[Coordinate labeling data]
● ● ● ●

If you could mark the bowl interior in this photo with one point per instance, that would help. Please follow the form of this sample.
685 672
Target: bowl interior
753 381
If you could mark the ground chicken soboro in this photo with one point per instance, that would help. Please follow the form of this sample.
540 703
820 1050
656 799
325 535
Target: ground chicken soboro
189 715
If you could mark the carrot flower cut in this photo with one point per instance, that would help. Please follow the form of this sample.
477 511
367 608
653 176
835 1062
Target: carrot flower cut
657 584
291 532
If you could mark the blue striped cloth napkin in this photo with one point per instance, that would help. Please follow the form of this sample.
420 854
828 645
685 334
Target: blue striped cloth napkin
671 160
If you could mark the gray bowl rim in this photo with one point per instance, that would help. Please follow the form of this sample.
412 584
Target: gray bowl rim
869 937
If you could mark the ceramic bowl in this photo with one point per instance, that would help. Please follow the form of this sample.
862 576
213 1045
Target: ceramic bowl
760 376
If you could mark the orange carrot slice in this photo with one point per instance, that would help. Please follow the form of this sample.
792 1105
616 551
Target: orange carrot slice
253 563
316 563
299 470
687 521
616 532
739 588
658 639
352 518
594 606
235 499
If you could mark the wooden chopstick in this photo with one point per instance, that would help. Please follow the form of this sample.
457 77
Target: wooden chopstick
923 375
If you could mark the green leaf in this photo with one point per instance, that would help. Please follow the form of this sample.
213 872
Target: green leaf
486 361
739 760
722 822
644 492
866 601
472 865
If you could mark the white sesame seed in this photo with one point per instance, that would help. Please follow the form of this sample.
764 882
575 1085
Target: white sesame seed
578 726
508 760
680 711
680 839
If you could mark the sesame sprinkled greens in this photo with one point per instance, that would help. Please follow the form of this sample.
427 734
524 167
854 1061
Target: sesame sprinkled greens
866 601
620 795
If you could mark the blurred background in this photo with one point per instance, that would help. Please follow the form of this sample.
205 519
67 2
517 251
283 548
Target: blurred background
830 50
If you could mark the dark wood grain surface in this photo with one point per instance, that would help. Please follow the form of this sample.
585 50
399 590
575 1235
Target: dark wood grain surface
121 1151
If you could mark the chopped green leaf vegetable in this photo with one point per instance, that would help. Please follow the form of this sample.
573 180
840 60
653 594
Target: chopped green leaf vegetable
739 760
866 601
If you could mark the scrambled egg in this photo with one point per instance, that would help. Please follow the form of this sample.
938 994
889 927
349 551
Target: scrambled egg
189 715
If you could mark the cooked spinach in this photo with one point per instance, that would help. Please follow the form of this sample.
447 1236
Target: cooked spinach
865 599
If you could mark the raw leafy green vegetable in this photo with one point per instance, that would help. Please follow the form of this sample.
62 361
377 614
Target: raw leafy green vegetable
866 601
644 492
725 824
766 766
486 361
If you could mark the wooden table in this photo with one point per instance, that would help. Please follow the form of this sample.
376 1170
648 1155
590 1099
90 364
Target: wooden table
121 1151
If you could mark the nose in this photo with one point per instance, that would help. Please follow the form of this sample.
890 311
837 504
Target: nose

● ● ● ●

◆ Given exercise: Write out the data again, exactly and in full.

◆ Response for this exercise:
If you could mark the bowl interior in this photo with one point per instance, that would help. Please follow the form of this sample.
685 672
Target: bowl interior
753 381
If you could mark the ground chicken soboro in this photo with one point per instance, that would help. Please follow the form of this sample.
540 703
820 1050
656 799
325 535
Target: ground chicken soboro
189 715
If you could mark the carrot flower cut in this photo with one point per instance, that would help. Please follow the form of this sample.
477 511
367 608
653 176
835 1062
Target: carrot flower cut
657 584
291 532
If you could mark the blue striped cloth napkin in this photo with one point per instance, that would help. Please follow the form of this sample.
420 854
828 645
685 334
Target: blue striped cloth napkin
671 160
If you could mark the gray bowl rim in this photo with one point per instance, that would help. Please follow the form of this sample.
412 584
Target: gray bowl rim
869 937
If you could mark the ceramic bowl in this photo with one point per instance, that would help. Please follow the form of this sample.
862 576
213 1045
Target: ceramic bowl
760 376
If you could mark the orange carrot slice in this photo with one point per instance, that would help. Please follow the form of this sample.
792 1105
616 551
Target: orange carrot slice
253 563
316 563
299 470
687 521
616 532
739 588
658 639
352 518
594 606
235 499
If you could mark the wooden chopstick in this photo with one point per instance, that would help. Please follow the form of this sample.
457 77
Target: wooden chopstick
923 375
If you could mark the green leaf in this photo with one point per instance, that would help. Please follow the form of this sample.
213 872
Target: green leaf
486 361
739 760
722 822
644 492
866 601
472 865
If you could mark the white sesame seed in this photo with one point per instance, that would help. Please follow the form of this sample.
764 882
575 1085
Target: white sesame seed
578 726
508 760
680 711
680 839
If you could mark the sesame sprinkled greens in this photo with one point per instance, that would help. Please follow the form of this sample.
427 734
524 167
854 1061
Target: sesame sprinkled greens
866 601
620 795
If you could mark the blurred background in this photo with one point per instance, that would help. Please follow the form of this sample.
205 519
67 2
517 251
283 548
Target: blurred background
830 50
If you could mark the dark wood grain surface in this photo with one point per instance, that would help. Please follow the form of this sample.
585 50
399 590
575 1235
Target: dark wood grain surface
121 1151
If you could mark the chopped green leaf vegetable in this photo with one point per instance, that would help. Please follow the form of this sample.
573 180
840 60
653 594
Target: chopped green leaf vegetable
739 760
866 601
If you could mark the scrambled egg in this photo with one point per instance, that would help. Please follow the form of this sample.
938 994
889 927
349 551
Target: scrambled egg
189 715
If you could mark the cooked spinach in this photo with one point per instance, that would help. Please follow the form of this sample.
447 1236
Target: cooked spinach
865 599
If you could mark the raw leafy green vegetable in this photo with one point per instance, that would help. Please follow the form of this sample.
62 361
377 614
Target: raw leafy green vegetable
866 601
644 492
725 824
766 766
486 361
If you could mark the wooden table in this photo with one point per instance, that would help. Please follow the form of this sample.
376 1170
648 1155
590 1099
90 364
Target: wooden table
121 1151
If you could mark the nose in this photo with one point per instance, that would help. Please follow the form of this sample.
890 311
837 504
Target: nose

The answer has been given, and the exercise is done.